Work required
Reproduce the article below on foods high in vitamin D in full, word for word.

Unless you’ve been living under a rock for the past few years, then you probably have heard of this very special vitamin that we get through the sun. In this article, I am going to compile a list of foods high in Vitamin D.
I will tell you right away that if you are one of those that is against supplements and prefers to get all their vitamins and minerals through diet, then you are probably going to be disappointed. Even if you consume a lot of foods high in vitamin d, it won’t make up for inadequate sun exposure.
I’ve written quite a few posts on Vitamin D before:
- Vitamin D function and health benefits
- Causes of Low Vitamin D levels
- Vitamin D Deficiency Symptoms
- What does Vitamin D do for the body
I’m not going to review all the amazing health benefits of this vitamin here, but if you want more info on that then you should check out some of my other posts.
I would like to mention, though, that many experts and health authorities believe that the RDA for Vitamin D is way too low since the human body can produce up to 10.000IU in about 20-30 minutes of strong sun (the RDA is about 600IU).
Alright, let’s get to it.
List of foods high in Vitamin D
There are certain foods that are high in natural Vitamin D, but you would still have to consume unrealistic amounts to compensate for lack of sun.
Cod fish liver oil. This is a very rich source of Vitamin D, a single tablespoon may contain about a 1000IU.

The data
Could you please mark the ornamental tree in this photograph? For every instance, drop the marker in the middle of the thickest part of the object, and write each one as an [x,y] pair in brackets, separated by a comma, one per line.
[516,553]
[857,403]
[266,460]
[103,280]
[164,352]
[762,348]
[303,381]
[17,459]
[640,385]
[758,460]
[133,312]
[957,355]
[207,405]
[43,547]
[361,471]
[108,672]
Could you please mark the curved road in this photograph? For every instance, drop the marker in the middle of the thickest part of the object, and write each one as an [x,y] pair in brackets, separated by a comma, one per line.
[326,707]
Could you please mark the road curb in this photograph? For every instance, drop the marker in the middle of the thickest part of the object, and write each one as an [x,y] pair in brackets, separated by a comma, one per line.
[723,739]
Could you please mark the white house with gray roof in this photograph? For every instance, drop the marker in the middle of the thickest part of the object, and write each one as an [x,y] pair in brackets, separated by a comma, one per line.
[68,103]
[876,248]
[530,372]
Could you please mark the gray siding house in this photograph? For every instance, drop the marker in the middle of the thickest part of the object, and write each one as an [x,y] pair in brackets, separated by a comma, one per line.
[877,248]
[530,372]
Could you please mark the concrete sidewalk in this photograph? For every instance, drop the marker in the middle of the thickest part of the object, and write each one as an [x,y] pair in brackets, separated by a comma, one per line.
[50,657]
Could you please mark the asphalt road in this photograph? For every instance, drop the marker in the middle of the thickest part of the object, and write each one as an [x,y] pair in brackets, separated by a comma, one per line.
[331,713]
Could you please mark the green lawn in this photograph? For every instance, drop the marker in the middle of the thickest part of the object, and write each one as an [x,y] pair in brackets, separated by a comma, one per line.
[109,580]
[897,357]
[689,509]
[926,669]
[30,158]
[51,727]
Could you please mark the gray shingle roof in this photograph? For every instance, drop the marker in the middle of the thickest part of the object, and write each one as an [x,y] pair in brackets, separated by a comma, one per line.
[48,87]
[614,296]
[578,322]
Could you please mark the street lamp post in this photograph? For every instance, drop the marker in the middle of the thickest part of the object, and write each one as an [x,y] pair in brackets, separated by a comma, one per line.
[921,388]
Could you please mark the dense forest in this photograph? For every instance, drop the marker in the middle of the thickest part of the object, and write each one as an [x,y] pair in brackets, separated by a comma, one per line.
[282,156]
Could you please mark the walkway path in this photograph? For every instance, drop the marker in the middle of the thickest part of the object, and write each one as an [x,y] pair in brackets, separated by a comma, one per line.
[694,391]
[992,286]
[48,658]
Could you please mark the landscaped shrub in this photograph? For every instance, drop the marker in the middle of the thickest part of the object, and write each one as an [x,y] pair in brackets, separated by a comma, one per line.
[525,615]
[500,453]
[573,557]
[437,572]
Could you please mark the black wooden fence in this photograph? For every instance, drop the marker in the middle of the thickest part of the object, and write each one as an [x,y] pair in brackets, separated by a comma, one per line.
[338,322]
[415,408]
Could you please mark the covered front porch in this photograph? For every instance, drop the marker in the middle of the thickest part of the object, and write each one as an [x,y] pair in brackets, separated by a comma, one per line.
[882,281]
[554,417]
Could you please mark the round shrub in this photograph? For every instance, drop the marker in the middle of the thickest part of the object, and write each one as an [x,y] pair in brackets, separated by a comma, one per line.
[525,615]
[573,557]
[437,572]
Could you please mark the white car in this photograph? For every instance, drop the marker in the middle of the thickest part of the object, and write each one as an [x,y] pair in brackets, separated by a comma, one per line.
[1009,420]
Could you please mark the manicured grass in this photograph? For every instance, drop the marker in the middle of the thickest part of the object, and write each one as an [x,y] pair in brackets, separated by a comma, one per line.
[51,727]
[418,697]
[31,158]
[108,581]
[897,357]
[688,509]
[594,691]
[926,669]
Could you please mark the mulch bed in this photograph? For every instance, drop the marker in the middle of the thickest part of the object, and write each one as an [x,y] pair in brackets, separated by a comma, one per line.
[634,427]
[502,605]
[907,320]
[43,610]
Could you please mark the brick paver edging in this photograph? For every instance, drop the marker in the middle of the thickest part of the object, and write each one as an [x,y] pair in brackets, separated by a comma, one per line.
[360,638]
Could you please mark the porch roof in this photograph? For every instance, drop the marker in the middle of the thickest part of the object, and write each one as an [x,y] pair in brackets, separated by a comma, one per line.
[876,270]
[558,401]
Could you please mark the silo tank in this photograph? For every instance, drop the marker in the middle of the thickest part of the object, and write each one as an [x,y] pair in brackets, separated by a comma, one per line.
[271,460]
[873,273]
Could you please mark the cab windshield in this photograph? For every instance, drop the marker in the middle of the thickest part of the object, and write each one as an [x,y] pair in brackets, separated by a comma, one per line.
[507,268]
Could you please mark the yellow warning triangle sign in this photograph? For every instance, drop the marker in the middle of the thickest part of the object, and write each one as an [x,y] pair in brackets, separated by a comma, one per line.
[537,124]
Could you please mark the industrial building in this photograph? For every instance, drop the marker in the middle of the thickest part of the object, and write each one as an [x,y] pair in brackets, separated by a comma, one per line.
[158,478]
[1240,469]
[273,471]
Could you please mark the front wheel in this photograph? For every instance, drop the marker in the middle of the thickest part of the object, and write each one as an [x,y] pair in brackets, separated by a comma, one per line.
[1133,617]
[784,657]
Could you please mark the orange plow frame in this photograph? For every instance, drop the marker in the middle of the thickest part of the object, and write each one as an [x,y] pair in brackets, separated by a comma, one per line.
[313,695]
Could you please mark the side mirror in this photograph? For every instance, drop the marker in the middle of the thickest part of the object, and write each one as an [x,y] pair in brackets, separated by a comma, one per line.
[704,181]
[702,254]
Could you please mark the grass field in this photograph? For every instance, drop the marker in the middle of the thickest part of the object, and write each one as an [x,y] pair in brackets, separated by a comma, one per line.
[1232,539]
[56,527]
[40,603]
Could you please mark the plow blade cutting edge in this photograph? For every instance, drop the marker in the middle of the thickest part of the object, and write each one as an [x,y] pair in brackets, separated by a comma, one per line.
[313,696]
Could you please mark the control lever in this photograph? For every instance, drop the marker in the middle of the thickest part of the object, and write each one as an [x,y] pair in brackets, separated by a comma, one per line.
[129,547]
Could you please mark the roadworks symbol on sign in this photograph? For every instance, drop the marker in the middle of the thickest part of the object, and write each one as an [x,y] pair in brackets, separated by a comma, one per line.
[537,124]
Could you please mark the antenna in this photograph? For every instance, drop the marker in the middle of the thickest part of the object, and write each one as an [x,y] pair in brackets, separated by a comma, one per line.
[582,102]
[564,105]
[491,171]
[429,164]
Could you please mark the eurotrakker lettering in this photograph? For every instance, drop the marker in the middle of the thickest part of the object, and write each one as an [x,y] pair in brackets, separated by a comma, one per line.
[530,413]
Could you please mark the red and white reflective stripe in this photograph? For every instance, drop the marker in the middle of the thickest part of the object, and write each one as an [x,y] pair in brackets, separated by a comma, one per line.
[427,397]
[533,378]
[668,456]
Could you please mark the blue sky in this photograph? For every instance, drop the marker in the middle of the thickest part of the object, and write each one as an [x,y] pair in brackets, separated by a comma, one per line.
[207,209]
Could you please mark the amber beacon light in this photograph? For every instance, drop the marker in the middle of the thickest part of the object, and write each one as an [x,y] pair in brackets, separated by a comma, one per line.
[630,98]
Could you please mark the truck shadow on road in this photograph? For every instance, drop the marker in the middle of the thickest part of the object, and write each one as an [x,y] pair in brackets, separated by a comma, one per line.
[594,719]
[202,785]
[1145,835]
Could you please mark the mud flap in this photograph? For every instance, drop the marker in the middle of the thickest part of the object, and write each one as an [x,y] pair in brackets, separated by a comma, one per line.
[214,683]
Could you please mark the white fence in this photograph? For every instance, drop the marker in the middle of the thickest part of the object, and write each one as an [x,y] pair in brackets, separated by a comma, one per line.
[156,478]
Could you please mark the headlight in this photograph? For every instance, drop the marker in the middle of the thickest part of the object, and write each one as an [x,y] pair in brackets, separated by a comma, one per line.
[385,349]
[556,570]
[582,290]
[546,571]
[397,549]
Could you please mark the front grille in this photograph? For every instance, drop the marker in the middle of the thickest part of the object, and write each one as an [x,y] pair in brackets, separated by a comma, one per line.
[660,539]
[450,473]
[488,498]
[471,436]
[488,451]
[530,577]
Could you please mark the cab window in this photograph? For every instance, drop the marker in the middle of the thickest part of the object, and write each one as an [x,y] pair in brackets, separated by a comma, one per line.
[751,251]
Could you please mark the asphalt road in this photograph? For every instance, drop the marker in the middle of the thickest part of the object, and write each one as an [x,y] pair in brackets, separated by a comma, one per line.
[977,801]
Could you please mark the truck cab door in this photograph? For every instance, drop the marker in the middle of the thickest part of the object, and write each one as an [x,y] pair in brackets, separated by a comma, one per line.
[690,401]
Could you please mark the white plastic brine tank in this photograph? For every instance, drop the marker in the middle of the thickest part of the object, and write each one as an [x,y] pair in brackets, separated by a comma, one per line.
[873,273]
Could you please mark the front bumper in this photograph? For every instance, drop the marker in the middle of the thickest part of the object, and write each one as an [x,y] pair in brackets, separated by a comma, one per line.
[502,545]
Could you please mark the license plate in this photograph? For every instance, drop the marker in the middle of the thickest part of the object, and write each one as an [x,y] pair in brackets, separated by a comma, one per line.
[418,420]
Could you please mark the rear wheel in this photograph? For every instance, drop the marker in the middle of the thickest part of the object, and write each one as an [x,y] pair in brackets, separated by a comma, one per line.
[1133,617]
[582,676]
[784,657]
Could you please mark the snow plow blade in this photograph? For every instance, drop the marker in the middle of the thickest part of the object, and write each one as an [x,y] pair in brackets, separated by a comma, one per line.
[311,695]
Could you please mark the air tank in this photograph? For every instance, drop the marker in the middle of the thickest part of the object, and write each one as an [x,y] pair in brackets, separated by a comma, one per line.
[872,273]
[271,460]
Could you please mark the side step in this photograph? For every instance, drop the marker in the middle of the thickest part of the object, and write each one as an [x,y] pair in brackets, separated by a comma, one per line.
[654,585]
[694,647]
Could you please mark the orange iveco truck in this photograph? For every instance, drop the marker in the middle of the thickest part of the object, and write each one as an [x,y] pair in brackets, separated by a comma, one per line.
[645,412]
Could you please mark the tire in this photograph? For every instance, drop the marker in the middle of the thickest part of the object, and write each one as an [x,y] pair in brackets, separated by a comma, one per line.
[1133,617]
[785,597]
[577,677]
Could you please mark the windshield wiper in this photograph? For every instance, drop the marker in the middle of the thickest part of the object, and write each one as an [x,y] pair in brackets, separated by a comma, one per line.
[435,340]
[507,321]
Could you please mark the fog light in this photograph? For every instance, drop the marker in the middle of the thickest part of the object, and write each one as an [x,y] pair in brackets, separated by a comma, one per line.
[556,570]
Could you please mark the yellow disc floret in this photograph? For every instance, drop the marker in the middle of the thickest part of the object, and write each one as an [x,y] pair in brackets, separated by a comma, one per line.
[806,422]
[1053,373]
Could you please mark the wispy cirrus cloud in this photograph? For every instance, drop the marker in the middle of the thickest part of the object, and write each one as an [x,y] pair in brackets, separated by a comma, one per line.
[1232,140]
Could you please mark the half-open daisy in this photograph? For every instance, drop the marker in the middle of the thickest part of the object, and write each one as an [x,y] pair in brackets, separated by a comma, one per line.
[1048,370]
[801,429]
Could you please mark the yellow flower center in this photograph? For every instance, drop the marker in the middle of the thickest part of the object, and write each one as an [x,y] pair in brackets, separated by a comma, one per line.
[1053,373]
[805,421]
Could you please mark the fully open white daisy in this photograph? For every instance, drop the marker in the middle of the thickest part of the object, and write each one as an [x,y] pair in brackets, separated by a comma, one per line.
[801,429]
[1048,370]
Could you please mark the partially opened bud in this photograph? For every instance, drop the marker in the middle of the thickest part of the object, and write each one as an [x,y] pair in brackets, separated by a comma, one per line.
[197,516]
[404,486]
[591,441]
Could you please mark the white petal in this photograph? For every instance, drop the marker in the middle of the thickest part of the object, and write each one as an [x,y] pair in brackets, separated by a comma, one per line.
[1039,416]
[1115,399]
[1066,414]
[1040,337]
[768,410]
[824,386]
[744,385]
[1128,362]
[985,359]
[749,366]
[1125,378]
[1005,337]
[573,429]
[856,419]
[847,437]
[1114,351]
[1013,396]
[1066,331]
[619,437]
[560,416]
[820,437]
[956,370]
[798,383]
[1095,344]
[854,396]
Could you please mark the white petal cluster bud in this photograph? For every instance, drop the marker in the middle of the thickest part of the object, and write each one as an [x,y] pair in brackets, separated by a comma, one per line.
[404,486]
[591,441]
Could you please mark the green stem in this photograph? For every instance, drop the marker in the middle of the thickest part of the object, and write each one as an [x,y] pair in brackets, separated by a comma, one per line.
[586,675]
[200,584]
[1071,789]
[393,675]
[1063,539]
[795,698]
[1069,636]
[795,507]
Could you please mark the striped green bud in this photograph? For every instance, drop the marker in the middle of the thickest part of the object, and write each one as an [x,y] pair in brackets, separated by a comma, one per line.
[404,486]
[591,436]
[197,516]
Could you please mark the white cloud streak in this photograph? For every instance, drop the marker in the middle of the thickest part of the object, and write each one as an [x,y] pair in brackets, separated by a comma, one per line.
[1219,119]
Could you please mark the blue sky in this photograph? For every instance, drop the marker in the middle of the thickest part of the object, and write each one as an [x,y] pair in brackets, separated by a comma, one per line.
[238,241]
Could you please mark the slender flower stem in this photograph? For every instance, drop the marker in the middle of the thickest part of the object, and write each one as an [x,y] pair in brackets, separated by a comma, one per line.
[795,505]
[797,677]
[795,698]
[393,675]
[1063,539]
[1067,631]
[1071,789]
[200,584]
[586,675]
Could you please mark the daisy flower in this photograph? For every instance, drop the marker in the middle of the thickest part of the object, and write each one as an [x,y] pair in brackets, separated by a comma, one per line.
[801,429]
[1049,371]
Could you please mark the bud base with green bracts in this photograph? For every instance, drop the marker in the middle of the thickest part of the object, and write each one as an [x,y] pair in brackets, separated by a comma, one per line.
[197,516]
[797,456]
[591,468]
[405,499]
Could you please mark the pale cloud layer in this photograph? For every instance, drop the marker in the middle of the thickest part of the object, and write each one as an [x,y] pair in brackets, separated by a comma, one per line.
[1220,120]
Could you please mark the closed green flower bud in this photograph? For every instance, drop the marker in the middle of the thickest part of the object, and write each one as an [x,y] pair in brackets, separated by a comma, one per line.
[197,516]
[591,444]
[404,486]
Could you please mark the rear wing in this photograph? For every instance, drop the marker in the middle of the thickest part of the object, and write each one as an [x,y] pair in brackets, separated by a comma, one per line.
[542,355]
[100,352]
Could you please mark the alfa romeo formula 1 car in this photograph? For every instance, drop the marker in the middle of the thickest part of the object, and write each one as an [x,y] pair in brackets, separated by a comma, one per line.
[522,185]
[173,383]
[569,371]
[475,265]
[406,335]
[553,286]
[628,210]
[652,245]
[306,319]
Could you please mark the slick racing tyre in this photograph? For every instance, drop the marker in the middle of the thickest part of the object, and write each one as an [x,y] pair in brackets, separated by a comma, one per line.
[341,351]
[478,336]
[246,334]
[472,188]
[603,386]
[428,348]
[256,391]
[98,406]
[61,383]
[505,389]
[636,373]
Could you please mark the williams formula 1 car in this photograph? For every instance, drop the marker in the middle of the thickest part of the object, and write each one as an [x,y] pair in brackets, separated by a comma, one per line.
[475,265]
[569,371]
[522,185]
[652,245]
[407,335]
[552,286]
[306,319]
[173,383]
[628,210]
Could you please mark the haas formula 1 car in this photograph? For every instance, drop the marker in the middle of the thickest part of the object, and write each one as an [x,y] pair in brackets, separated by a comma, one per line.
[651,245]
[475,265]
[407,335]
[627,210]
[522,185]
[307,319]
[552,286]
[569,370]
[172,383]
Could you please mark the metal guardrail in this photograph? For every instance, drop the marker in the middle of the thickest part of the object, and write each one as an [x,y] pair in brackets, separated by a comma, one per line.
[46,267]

Result
Unless you’ve been living under a rock for the past few years, then you probably have heard of this very special vitamin that we get through the sun. In this article, I am going to compile a list of foods high in Vitamin D.
I will tell you right away that if you are one of those that is against supplements and prefers to get all their vitamins and minerals through diet, then you are probably going to be disappointed. Even if you consume a lot of foods high in vitamin d, it won’t make up for inadequate sun exposure.
I’ve written quite a few posts on Vitamin D before:
- Vitamin D function and health benefits
- Causes of Low Vitamin D levels
- Vitamin D Deficiency Symptoms
- What does Vitamin D do for the body
I’m not going to review all the amazing health benefits of this vitamin here, but if you want more info on that then you should check out some of my other posts.
I would like to mention, though, that many experts and health authorities believe that the RDA for Vitamin D is way too low since the human body can produce up to 10.000IU in about 20-30 minutes of strong sun (the RDA is about 600IU).
Alright, let’s get to it.
List of foods high in Vitamin D
There are certain foods that are high in natural Vitamin D, but you would still have to consume unrealistic amounts to compensate for lack of sun.
Cod fish liver oil. This is a very rich source of Vitamin D, a single tablespoon may contain about a 1000IU.